WHAT IS ASKED: Reproduce the listing below with each "object" swapped for "item" and everything else unchanged. Leave the pictures out.

--- Start ---

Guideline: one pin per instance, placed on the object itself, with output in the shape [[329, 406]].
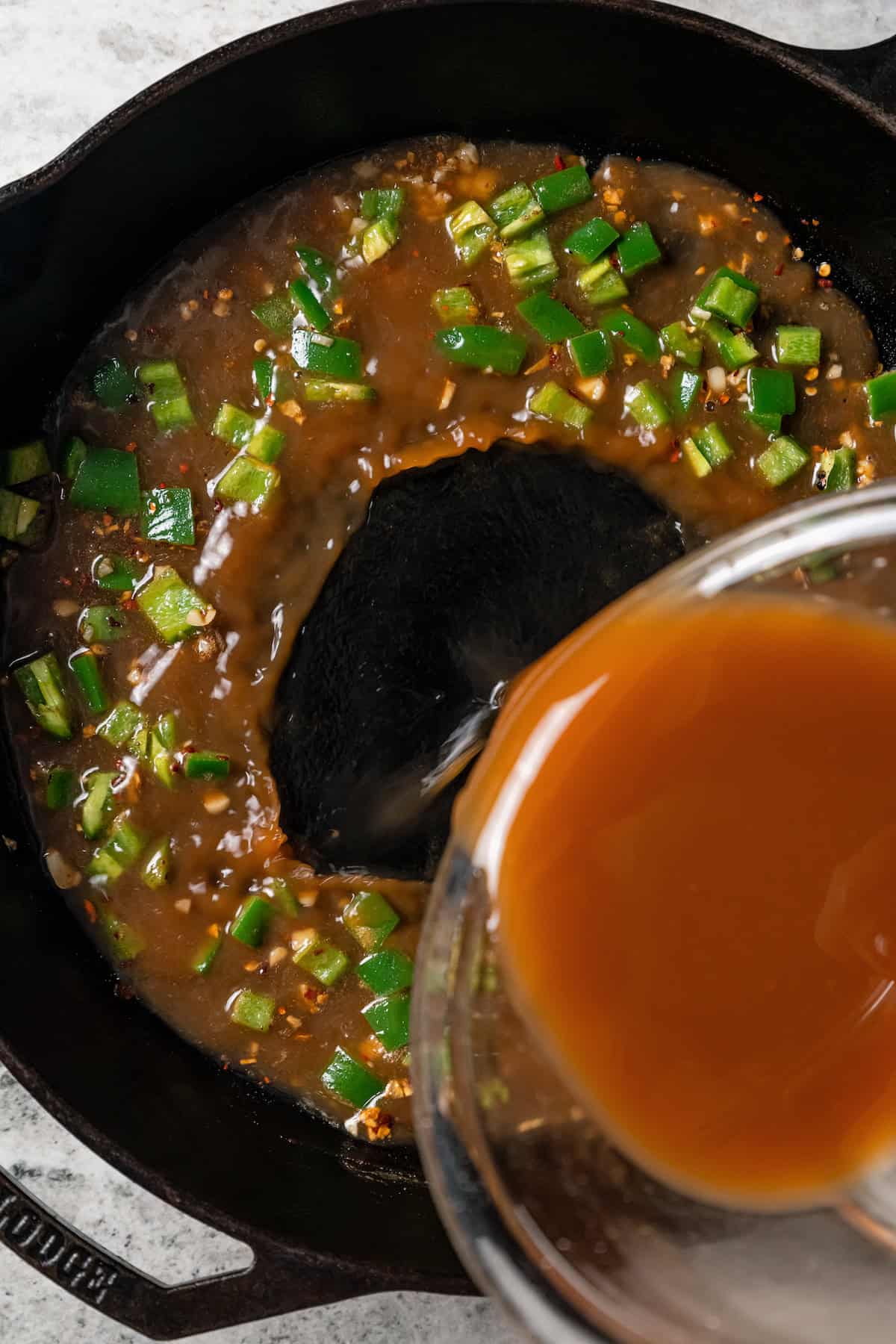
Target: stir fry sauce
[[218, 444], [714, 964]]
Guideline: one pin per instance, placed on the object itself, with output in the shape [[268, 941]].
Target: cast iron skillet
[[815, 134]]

--- End ---

WRITTEN REPLY:
Guideline: one pin per instance, placed on the item itself, with output in the shape [[329, 406]].
Target: stir fry sauce
[[218, 444], [714, 964]]
Guideline: one pin per instance, placed on the item itself, with output in the shape [[268, 941]].
Target: cast iron skillet
[[815, 134]]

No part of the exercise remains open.